▸ **TEXTO EXTRAÍDO**:
|---|

EL ZANCUDO | CONTRASTES

Por Arturo Soto Munguía

El escenario nacional bien podría ser el espejo en el que deberían verse los gobiernos locales, acaso como un ejercicio de contrastes que diera pie a la ponderación del arte de la negociación sobre la política del todo o nada.

En Sonora, por ejemplo, aparece seria la denuncia de la diputada local Natalia Rivera en el sentido de que las iniciativas de Movimiento Ciudadano comenzaron a desecharse sin discusión y sin miramientos a partir de que su bancada escaló los posicionamientos críticos hacia el gobierno estatal.

Morena y sus aliados en el Congreso no tienen el más mínimo problema para, apoyados en su sobrada mayoría calificada, aprobar o rechazar lo que a sus intereses convenga. Intereses legítimos, hay que decirlo, y de los cuales hace uso en el también legítimo ejercicio del gobierno que el electorado les confió en las urnas.

|---|

▸ **DATOS REGISTRADOS**:
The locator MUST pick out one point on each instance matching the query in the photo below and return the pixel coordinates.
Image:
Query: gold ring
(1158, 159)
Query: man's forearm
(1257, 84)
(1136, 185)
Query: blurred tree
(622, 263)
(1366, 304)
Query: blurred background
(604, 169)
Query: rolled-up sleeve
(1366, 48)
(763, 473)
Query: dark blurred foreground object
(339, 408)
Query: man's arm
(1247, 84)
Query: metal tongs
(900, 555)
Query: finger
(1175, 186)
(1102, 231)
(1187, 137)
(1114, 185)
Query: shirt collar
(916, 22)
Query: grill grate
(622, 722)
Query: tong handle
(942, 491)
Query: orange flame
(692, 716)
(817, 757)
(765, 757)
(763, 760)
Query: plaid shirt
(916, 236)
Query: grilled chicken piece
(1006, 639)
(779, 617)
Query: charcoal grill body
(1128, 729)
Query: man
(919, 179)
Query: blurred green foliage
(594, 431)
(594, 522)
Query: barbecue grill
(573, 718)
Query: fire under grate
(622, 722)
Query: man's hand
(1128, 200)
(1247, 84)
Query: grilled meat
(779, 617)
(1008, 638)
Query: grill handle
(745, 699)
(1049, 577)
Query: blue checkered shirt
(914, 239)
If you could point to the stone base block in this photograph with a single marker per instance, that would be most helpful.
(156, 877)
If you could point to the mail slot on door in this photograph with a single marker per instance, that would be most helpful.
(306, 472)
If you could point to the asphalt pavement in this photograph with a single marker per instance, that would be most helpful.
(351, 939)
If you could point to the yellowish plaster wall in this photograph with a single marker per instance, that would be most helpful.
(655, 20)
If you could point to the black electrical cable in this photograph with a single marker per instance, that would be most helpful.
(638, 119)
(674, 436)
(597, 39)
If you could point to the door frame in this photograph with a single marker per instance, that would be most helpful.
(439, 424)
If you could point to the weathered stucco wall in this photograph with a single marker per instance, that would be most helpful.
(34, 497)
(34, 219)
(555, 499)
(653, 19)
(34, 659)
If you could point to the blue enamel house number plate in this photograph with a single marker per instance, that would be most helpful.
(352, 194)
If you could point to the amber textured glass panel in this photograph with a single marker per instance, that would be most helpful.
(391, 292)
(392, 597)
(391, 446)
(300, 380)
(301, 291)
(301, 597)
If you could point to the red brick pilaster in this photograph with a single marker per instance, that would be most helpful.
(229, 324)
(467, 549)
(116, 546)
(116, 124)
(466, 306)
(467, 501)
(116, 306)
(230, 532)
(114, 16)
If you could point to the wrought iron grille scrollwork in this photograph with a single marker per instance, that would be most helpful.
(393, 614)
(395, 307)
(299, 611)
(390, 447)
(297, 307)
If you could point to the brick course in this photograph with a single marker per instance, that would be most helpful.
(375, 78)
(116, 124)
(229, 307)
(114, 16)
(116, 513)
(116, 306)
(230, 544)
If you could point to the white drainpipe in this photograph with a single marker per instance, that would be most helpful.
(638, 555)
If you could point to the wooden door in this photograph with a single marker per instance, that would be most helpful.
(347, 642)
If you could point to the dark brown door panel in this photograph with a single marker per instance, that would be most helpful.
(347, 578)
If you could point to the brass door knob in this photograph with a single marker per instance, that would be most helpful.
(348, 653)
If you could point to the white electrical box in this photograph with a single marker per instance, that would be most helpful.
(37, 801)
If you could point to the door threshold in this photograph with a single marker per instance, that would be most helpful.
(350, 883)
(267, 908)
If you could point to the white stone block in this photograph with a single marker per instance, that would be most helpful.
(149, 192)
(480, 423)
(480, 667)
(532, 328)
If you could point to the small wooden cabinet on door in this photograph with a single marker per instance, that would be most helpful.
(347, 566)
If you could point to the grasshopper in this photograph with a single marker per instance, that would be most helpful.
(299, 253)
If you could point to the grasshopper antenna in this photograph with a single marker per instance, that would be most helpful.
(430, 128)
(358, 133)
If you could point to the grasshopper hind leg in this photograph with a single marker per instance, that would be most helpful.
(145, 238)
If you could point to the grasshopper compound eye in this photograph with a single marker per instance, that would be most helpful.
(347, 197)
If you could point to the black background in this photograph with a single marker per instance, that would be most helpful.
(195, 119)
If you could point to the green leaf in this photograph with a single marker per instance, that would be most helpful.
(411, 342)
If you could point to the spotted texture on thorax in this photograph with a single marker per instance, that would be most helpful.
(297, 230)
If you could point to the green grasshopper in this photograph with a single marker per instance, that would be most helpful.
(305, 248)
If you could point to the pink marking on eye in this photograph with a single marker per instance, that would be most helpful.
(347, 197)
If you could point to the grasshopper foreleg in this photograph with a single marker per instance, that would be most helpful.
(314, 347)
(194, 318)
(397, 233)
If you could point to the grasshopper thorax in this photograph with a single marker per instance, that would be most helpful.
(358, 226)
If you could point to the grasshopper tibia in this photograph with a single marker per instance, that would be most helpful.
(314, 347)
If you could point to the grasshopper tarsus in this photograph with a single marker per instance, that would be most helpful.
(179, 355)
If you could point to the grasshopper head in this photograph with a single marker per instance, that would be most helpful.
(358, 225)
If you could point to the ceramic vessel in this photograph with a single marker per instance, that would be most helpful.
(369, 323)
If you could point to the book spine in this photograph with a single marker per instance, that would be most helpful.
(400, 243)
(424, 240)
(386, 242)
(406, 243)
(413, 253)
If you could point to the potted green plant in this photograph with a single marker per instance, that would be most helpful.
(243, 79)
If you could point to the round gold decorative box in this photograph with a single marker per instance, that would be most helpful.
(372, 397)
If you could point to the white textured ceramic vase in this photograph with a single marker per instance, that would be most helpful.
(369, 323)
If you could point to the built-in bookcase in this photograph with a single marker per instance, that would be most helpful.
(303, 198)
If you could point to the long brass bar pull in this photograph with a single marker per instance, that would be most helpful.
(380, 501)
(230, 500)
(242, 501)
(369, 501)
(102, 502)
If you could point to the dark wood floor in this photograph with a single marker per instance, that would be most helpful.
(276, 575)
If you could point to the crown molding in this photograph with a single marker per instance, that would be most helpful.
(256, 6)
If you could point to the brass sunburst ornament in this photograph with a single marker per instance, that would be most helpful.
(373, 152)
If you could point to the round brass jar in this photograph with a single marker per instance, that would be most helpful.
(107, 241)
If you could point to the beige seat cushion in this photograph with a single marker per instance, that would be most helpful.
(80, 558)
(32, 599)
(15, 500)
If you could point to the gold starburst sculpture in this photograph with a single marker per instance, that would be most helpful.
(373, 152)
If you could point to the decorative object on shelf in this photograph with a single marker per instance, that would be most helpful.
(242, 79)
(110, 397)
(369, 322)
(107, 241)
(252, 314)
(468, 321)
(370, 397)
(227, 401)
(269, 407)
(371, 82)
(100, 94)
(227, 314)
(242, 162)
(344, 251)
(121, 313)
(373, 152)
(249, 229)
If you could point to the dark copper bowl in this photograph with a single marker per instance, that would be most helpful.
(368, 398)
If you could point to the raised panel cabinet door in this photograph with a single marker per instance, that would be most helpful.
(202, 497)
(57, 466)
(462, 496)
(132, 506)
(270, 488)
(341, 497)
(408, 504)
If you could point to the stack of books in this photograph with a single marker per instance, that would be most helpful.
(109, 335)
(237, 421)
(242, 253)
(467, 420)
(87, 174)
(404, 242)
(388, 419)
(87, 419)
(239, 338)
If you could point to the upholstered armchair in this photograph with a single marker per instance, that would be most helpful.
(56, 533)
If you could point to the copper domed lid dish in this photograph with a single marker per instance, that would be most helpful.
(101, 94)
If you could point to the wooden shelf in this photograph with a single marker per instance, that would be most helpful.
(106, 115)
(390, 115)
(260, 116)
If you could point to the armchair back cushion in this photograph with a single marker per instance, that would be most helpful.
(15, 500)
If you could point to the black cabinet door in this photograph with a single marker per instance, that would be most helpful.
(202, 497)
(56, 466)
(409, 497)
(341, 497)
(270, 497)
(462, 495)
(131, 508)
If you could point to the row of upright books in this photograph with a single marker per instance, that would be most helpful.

|---|

▸ **OBJETIVO DECLARADO 1**: Transcribe del texto extraído el fragmento que va desde "Por Arturo Soto" hasta "el gobierno estatal.".
▸ **OBJETIVO DECLARADO 2**: Según el texto extraído, ¿quién denunció que las iniciativas de Movimiento Ciudadano empezaron a desecharse sin discusión?
Los datos registrados constituyen material aparte, sin relación con el texto extraído.

▸ **SALIDA COMPLETA 1**:
Por Arturo Soto Munguía

El escenario nacional bien podría ser el espejo en el que deberían verse los gobiernos locales, acaso como un ejercicio de contrastes que diera pie a la ponderación del arte de la negociación sobre la política del todo o nada.

En Sonora, por ejemplo, aparece seria la denuncia de la diputada local Natalia Rivera en el sentido de que las iniciativas de Movimiento Ciudadano comenzaron a desecharse sin discusión y sin miramientos a partir de que su bancada escaló los posicionamientos críticos hacia el gobierno estatal.

▸ **SALIDA COMPLETA 2**: La diputada local Natalia Rivera.